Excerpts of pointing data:

..............................

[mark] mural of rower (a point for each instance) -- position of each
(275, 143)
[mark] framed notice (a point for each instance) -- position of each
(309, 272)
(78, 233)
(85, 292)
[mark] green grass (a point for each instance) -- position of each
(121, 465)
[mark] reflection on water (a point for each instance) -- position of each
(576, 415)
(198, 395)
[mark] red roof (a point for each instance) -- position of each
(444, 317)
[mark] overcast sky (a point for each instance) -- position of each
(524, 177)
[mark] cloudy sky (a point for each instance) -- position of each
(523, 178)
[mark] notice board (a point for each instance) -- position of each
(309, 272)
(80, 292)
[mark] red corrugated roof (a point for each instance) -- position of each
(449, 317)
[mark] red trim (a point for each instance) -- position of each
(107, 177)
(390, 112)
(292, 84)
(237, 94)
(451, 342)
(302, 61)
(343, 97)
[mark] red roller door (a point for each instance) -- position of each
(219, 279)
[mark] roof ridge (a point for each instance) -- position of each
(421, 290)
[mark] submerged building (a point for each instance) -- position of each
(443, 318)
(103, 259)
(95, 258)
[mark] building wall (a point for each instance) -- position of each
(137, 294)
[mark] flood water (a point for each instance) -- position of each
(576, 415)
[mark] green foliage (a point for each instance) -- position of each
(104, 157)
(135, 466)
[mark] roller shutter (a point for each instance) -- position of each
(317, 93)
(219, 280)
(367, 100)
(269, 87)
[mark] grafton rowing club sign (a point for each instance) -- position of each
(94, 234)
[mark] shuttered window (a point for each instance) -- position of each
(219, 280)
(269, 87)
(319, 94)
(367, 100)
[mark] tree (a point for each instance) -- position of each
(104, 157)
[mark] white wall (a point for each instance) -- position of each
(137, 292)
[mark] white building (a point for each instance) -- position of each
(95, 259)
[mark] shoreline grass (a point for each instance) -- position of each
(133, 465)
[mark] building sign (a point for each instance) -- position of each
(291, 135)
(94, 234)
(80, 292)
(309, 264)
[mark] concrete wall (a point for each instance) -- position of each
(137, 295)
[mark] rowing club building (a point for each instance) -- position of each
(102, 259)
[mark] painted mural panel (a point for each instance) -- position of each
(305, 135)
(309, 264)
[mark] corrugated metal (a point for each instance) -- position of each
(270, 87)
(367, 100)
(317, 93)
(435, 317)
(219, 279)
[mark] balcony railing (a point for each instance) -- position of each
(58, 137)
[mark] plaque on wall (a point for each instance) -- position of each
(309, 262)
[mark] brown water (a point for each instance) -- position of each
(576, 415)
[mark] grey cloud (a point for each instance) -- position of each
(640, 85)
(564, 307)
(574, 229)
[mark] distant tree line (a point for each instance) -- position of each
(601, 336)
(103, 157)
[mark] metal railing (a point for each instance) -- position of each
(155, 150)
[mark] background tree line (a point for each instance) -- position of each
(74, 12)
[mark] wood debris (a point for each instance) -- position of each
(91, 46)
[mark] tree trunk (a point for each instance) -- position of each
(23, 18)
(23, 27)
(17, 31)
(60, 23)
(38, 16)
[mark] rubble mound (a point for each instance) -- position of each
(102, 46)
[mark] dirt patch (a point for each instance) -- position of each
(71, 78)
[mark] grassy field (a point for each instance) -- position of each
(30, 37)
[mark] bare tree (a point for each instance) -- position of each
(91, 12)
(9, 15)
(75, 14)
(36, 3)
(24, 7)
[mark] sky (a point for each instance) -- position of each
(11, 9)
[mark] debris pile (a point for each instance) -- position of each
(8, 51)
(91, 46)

..............................

Copy out the records above with "position of each" swapped for "location of each" wherever it occurs, keeping every other character as it is.

**Completed exercise:**
[mark] mural of rower (a point for each instance) -- location of each
(275, 143)
[mark] framed notice (a point for each instance) -- location of each
(309, 272)
(78, 233)
(85, 292)
[mark] green grass (a point for each instance) -- location of each
(121, 465)
[mark] reflection on water (a point for each instance) -- location of each
(576, 415)
(198, 395)
[mark] red roof (a point for each instance) -- location of each
(444, 317)
[mark] overcast sky (a point for each instance) -- location of each
(524, 177)
[mark] cloudy sky (a point for each instance) -- location of each
(523, 178)
[mark] notice board (a point for each instance) -- location of each
(309, 272)
(80, 292)
[mark] red corrugated roof (a point for each instance) -- location of each
(449, 317)
[mark] red trim (a point for each instance) -- location of each
(107, 177)
(390, 112)
(292, 84)
(237, 94)
(451, 342)
(302, 61)
(343, 97)
[mark] red roller door (a point for each instance) -- location of each
(219, 279)
[mark] roof ridge (a point for each instance) -- location of each
(421, 290)
[mark] submerged building (a point for each instance) -- location of each
(443, 318)
(103, 259)
(95, 258)
[mark] building wall (a point for each instance) -- location of each
(137, 294)
[mark] flood water (a point for each instance) -- location of each
(576, 415)
[mark] green foliage (a point for each instance) -- location of each
(104, 157)
(135, 466)
[mark] roller shutter (a point for each instance) -- location of each
(317, 93)
(219, 280)
(367, 100)
(269, 87)
[mark] grafton rowing club sign (a point for each instance) -- location of each
(94, 234)
[mark] shuttered window (a point for each instance) -- location of each
(219, 280)
(269, 87)
(319, 94)
(367, 100)
[mark] tree (a point for each instance) -- location of each
(104, 157)
[mark] white wall (a point for each instance) -- location of each
(137, 292)
[mark] white building (a point for each instance) -- location of each
(95, 259)
[mark] shoreline grass (a point for each instance) -- location of each
(133, 465)
[mark] building sign (a point for each instance) -- location of each
(291, 135)
(94, 234)
(80, 292)
(309, 264)
[mark] concrete wall (a point for each instance) -- location of each
(137, 295)
[mark] rowing club building (a point for each instance) -- location of each
(102, 259)
[mark] painted mural panel (a point for each instance) -- location of each
(305, 135)
(309, 264)
[mark] corrugated metal (a point for each instance) -- location of each
(270, 87)
(367, 100)
(317, 93)
(435, 317)
(219, 279)
[mark] balcony railing (a point for each instance) -- location of each
(58, 137)
[mark] plaque on wall (a point for each instance) -- location of each
(309, 262)
[mark] brown water (a point for each instance) -- location of each
(576, 415)
[mark] grey cloud (a point for each instance) -- location of each
(640, 85)
(564, 307)
(574, 229)
[mark] distant tree line (a point for each instance) -- location of each
(601, 336)
(103, 157)
[mark] metal railing (a point for each instance) -- location of each
(155, 150)
[mark] background tree line (a point for each instance) -- location of each
(74, 12)
[mark] wood debris (a point for each instance) -- location of each
(91, 46)
[mark] tree trunk (a point for each instance) -- location of each
(23, 18)
(23, 27)
(17, 31)
(60, 23)
(38, 16)
[mark] rubble mound (a point for each instance) -- location of each
(102, 46)
[mark] dirt patch (a point for each instance) -- location of each
(71, 78)
[mark] grassy field (a point for each instance) -- location of each
(30, 37)
[mark] bare tree (a point for each instance) -- location of each
(91, 12)
(9, 15)
(75, 14)
(36, 3)
(24, 7)
[mark] sky (a point for each instance) -- location of each
(11, 9)
[mark] debris pile (a point for each instance) -- location of each
(8, 51)
(91, 46)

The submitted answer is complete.